Exercise goal ::
Rewrite the records from the line containing "The component shall indicate each instance of the antenna" through the end of the records, both ends included, keeping the requests unchanged. Multiply each coordinate in the answers by 2.3 and round it to a whole number, with halves rounded up.

Given records ::
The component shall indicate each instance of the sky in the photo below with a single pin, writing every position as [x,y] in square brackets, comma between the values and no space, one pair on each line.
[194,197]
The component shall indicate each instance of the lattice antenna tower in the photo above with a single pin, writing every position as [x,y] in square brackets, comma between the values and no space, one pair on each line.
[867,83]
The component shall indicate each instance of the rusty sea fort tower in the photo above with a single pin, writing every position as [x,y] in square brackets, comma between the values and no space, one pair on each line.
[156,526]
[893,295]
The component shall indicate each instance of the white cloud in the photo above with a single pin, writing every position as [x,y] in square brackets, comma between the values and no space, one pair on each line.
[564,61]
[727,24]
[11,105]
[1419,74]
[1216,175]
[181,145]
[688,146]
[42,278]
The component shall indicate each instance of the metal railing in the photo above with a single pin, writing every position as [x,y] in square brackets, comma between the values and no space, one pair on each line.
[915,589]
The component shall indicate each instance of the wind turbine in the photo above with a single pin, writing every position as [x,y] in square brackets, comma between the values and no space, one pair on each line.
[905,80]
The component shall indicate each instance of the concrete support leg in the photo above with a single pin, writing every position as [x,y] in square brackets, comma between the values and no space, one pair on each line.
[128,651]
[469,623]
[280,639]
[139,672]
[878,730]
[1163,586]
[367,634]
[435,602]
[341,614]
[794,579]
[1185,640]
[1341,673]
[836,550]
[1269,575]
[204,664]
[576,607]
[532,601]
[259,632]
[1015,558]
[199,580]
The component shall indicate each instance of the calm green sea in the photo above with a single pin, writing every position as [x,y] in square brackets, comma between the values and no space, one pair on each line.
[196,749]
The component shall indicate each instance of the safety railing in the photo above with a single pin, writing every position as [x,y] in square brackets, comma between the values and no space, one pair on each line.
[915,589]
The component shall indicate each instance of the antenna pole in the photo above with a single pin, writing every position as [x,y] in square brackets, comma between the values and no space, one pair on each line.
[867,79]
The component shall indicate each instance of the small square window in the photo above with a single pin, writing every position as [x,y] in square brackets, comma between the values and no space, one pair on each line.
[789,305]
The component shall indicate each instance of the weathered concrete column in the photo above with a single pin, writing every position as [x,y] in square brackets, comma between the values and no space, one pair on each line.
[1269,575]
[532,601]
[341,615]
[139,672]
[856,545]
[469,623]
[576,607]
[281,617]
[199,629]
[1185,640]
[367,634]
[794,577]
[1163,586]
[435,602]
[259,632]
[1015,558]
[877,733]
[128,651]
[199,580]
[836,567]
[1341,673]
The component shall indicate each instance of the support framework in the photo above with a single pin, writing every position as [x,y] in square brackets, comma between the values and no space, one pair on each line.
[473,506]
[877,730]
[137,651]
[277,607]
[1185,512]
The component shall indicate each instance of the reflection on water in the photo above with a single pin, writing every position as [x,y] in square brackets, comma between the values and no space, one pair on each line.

Exercise result ::
The component shall indicate each instance of the antenna pole in the photo above with a single pin, writing every position as [x,y] in square brackets, comma between the values and no space, one pair on each line.
[1994,182]
The component shall indicate each instance of the small square window in the photo above with a single pin, writing every position as [x,y] in square brackets, comma between the values and no space, one pair on each line.
[1815,702]
The component shall indicate each instance of the weathered concrete column in the photo above with a single pin, writing every position as [x,y] in square brackets, comma between the values and no space, one pair on each line.
[2919,1323]
[1224,1382]
[784,1415]
[320,1546]
[1969,1254]
[1079,1433]
[1325,1396]
[646,1419]
[458,1447]
[2726,1472]
[844,1458]
[1826,1327]
[2675,1348]
[1001,1385]
[596,1454]
[2335,1283]
[2017,1686]
[294,1497]
[458,1334]
[1923,1304]
[3084,1548]
The component shall indicate each instance of the support framework in the photo above with a single pin, writing every position as [x,y] in square brackets, comma between the values and no space, one pair on each line.
[1088,1164]
[2017,1679]
[315,1497]
[637,1396]
[2726,1178]
The component shall indicate each instance of the reflection on water in the photo above with a single pin, writing every position as [x,y] in square brackets, comma between the values and no space, one pair on each line.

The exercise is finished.